--- EXTRACTED RECORDS ---

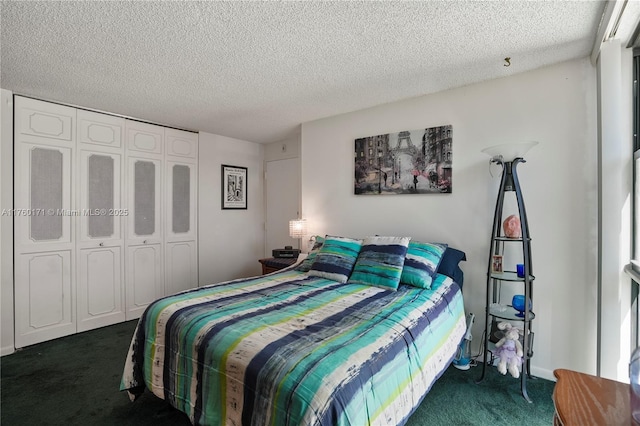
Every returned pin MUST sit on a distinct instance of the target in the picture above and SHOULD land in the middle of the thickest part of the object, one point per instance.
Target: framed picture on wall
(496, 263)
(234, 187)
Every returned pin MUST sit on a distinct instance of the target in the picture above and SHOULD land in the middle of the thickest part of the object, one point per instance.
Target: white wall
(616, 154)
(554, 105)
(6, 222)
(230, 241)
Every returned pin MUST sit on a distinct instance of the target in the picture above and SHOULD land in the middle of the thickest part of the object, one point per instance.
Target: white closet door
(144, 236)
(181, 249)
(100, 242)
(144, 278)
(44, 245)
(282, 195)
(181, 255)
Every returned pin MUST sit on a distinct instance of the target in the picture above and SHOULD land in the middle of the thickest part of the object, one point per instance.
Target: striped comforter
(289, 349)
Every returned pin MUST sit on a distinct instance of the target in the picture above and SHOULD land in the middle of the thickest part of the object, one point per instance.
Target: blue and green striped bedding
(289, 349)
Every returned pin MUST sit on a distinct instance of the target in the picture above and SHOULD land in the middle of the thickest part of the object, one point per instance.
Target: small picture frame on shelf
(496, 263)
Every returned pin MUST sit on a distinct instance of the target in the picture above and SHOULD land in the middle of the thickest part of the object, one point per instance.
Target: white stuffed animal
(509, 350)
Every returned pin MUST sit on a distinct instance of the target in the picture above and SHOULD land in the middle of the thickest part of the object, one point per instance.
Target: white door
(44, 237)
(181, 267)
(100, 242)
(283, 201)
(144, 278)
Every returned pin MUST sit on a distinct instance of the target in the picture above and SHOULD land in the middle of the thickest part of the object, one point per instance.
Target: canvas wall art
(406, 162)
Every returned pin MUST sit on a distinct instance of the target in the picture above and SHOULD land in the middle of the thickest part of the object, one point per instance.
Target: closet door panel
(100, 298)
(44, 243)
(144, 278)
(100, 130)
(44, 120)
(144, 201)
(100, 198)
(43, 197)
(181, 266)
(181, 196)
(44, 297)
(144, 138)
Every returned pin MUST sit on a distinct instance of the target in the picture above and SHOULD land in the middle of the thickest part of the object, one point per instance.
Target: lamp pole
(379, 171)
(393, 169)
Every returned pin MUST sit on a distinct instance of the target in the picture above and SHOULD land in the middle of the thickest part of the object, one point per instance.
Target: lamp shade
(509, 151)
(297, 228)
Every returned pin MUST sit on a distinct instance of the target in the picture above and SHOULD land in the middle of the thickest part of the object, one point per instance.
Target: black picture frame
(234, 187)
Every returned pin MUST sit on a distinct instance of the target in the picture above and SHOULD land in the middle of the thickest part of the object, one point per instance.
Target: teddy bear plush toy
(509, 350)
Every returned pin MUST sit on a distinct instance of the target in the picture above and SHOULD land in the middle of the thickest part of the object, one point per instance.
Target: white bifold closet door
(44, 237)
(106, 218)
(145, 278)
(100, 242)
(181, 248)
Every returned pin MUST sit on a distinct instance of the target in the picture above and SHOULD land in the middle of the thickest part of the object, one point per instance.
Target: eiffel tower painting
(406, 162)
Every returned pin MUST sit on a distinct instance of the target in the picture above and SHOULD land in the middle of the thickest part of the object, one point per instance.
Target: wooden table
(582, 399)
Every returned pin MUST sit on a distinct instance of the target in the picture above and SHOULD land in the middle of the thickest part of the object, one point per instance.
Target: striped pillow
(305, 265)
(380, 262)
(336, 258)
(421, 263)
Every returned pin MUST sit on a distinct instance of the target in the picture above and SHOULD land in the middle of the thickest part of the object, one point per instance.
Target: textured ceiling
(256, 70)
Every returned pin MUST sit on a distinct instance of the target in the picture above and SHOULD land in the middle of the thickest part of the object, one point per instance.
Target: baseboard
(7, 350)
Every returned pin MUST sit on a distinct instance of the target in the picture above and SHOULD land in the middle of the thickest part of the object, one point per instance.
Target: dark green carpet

---

## [TASK BRIEF]
Restate the records word for word and drop the images.

## [RESPONSE FOR THIS EXERCISE]
Every returned pin MUST sit on a distinct instance of the target in the picture above and SHOULD land in the middle of the thickest part of the object, one point per instance.
Target: framed picture on wall
(496, 263)
(234, 187)
Every returned pin MUST sit on a distinct instance of the target in the picture above and SHOULD land in the middle of the thickest part of the object, one point per instance.
Target: white wall
(616, 154)
(554, 105)
(6, 222)
(230, 241)
Every returned pin MUST sit on a distinct instance of the target in the picture above and SHOULD land in the middle of the thickest part of the object, one point per instance.
Target: white closet door
(144, 236)
(181, 249)
(100, 242)
(144, 278)
(44, 245)
(282, 195)
(181, 255)
Every returned pin MUST sit on a distinct instance of the target in the picture above and SHOULD land in the middle of the thickest part of the object, one point per instance.
Target: striped comforter
(289, 349)
Every returned pin MUST sit on a distinct instance of the target in the picture above and SHOULD land in the middle of the thickest part of the object, one point per instance.
Target: blue and green striped bedding
(289, 349)
Every returned pin MUST sit on a distinct instance of the target in the picture above and SHOULD land in the middle of the thickest part of the object, one point per instance.
Target: small picture frame on shelf
(496, 263)
Every returned pin MUST sit on a distinct instance of the target in the picture above and SHOULD land in the middle of the thickest part of the object, one point per instance.
Target: white stuffed animal
(509, 350)
Every returned pin MUST sit on a distinct instance of the target in the picture above and SHOULD land in the middle of the thickest part of the object, one point per instance.
Target: white door
(44, 237)
(181, 267)
(100, 242)
(283, 201)
(144, 278)
Every returned pin MUST sit on a distinct instance of the target in the picture above and SHOULD land in the middle of the thickest part of the object, one point per instance.
Target: canvas wall art
(406, 162)
Every returned pin MUST sit on a distinct instance of the target in the picture above and SHOULD land in the middle of the thickest part of the object, one point per instance.
Target: closet door panel
(100, 298)
(44, 243)
(144, 278)
(100, 130)
(44, 120)
(144, 201)
(100, 198)
(43, 197)
(181, 266)
(181, 196)
(44, 297)
(144, 138)
Every returned pin MUST sit on a distinct instance of the target in the picture above and SHOULD land in the middle of the thickest part of the object, one point per instance.
Target: lamp pole
(379, 171)
(393, 169)
Every returned pin MUST sit on a distinct instance of the target in the picture above and SHOULD land in the middle of the thickest part of the object, one point per instance.
Target: lamp shade
(509, 151)
(297, 228)
Every returned pin MUST sit on a distinct instance of the target in the picture above and SHOULD land in the middle of the thickest part of the object, one point per instance.
Target: black picture frame
(234, 187)
Every returned pin MUST sit on a distinct instance of the target in the picture above and SHOULD land in the middle of the thickest part of the object, one point per instance.
Target: teddy bear plush toy
(509, 350)
Every returned pin MUST sit on a distinct instance of the target in the picture above and SHOULD land in the middle of the thickest part of the object, one point per instance.
Target: white bifold closet door
(44, 237)
(106, 218)
(145, 278)
(100, 242)
(181, 248)
Every returned pin MUST sit on a distinct instance of the target in the picture above and SHOULD land in the middle of the thickest part of the object, one point per instance.
Target: eiffel tower painting
(406, 162)
Every returned pin MUST sit on a distinct instance of the target in the picture above and SHOULD land in the middle of the thickest part of the object, one point per instance.
Target: wooden table
(582, 399)
Every returned pin MUST sit on a distinct instance of the target in the picture above and SHOULD land in the middle of the thickest part of the object, one point per instance.
Target: striped pillow
(305, 265)
(380, 262)
(336, 258)
(421, 263)
Every returned pin MUST sit on a distinct instance of the target in the picture above and SHOULD land in the middle of the thickest part of the object, one point per instance.
Target: textured ceiling
(256, 70)
Every returned pin MUST sit on a distinct instance of the target in the picture above and SHOULD land in the middle of the thickest part of the object, one point per instance.
Target: baseboard
(7, 350)
Every returned pin MUST sit on a distinct instance of the target in the picture above and SHOULD land in the middle of the thickest part of the object, one point per instance.
Target: dark green carpet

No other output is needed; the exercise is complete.